(Source data)

»»

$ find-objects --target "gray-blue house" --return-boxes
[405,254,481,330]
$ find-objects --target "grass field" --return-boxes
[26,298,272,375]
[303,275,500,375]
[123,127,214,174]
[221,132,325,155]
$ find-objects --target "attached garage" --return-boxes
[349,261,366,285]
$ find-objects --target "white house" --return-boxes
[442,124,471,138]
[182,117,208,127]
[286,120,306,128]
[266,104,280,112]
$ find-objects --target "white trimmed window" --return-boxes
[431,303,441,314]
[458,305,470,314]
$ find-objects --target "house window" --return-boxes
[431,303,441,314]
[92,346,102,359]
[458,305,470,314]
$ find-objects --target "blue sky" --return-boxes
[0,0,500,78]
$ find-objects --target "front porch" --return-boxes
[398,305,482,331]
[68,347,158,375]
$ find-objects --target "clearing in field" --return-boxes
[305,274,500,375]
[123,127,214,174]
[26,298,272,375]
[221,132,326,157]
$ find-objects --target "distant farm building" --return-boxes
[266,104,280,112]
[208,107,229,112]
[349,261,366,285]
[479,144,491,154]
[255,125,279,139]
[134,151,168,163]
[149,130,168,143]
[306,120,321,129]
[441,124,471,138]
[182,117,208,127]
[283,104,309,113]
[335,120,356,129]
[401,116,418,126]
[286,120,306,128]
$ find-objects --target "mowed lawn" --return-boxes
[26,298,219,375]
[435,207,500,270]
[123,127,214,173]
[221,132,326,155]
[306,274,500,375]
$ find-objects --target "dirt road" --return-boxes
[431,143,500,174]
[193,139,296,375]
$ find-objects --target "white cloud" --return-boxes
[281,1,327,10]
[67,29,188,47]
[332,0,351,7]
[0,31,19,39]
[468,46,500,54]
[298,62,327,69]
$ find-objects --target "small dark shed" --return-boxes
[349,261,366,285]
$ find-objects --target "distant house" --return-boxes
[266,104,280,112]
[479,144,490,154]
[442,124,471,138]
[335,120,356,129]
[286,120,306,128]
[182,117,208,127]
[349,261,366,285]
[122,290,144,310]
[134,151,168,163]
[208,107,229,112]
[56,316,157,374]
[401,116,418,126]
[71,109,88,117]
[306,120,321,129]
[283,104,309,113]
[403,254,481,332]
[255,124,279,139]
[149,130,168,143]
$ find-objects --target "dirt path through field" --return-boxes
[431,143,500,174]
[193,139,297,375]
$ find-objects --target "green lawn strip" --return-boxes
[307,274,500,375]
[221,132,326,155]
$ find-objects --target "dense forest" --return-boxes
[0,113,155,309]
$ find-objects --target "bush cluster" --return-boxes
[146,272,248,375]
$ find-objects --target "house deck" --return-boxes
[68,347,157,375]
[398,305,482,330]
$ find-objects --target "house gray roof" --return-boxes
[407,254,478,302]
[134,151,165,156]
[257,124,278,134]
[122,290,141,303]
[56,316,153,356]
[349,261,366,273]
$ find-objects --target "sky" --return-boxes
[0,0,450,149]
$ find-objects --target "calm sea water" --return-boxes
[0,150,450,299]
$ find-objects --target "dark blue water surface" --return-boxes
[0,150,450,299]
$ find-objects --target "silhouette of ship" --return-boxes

««

Count the lines of the material that contain the string "field" and give only the number.

▶ _COMPLETE ANSWER_:
3